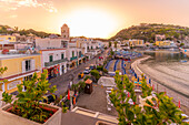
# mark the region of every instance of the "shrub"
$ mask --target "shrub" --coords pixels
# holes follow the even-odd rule
[[[83,81],[80,81],[79,83],[79,92],[82,92],[82,91],[84,91],[84,87],[86,87],[86,83],[83,82]]]
[[[139,105],[136,104],[135,84],[127,75],[119,75],[119,72],[116,72],[115,82],[118,90],[112,90],[110,101],[118,112],[119,125],[167,125],[171,123],[185,125],[181,122],[181,111],[173,104],[172,98],[163,92],[151,96],[152,88],[145,79],[141,82],[142,96],[139,96]],[[128,97],[125,91],[129,93]],[[135,104],[130,105],[129,100],[132,100]]]
[[[91,76],[87,75],[83,80],[87,81],[88,79],[91,79]]]
[[[99,71],[102,71],[103,70],[103,66],[102,65],[97,65],[97,70],[99,70]]]
[[[108,73],[108,70],[107,70],[107,69],[103,69],[103,73]]]
[[[91,75],[94,76],[94,79],[98,81],[100,79],[100,74],[97,70],[91,70],[90,71]]]
[[[44,123],[44,121],[50,117],[49,112],[42,110],[42,104],[39,103],[40,101],[43,101],[44,94],[52,94],[57,91],[56,85],[49,87],[50,83],[47,80],[47,70],[44,70],[40,77],[34,73],[31,81],[23,81],[21,84],[18,84],[18,100],[13,103],[12,95],[3,92],[2,101],[12,105],[12,108],[10,110],[11,113],[38,123]],[[27,87],[26,92],[22,92],[23,86]],[[56,98],[54,95],[53,97]],[[67,108],[62,108],[62,112],[64,111],[67,111]]]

************

WHAT THE TASK REQUIRES. Return every line of the material above verbatim, leaving out the picture.

TASK OUTPUT.
# mark the region of every instance of the "shrub"
$ mask --target "shrub" --coords pixels
# holes follow the even-odd rule
[[[83,81],[80,81],[79,83],[79,92],[82,92],[82,91],[84,91],[84,87],[86,87],[86,83],[83,82]]]
[[[139,105],[136,104],[135,84],[127,75],[119,75],[119,72],[116,72],[115,82],[118,90],[112,90],[110,101],[118,112],[119,125],[167,125],[171,123],[185,125],[181,122],[181,111],[173,104],[172,98],[163,92],[151,96],[152,88],[145,79],[141,82],[142,96],[139,96]],[[128,97],[125,91],[129,93]],[[135,104],[130,105],[129,100],[132,100]]]
[[[91,76],[87,75],[83,80],[87,81],[88,79],[91,79]]]
[[[99,71],[102,71],[103,70],[103,66],[102,65],[97,65],[97,70],[99,70]]]
[[[108,73],[108,70],[107,70],[107,69],[103,69],[103,73]]]
[[[91,75],[94,76],[94,79],[98,81],[100,79],[100,74],[97,70],[91,70],[90,71]]]
[[[44,123],[44,121],[50,117],[49,112],[42,110],[42,104],[39,103],[40,101],[43,101],[44,94],[52,94],[57,91],[56,85],[49,87],[50,83],[47,80],[47,70],[44,70],[40,77],[34,73],[31,81],[23,81],[21,84],[18,84],[18,100],[13,103],[12,95],[3,92],[2,101],[12,105],[12,108],[10,110],[11,113],[38,123]],[[27,87],[26,92],[22,92],[23,86]],[[56,98],[54,95],[53,97]],[[67,108],[62,108],[62,112],[64,111],[67,111]]]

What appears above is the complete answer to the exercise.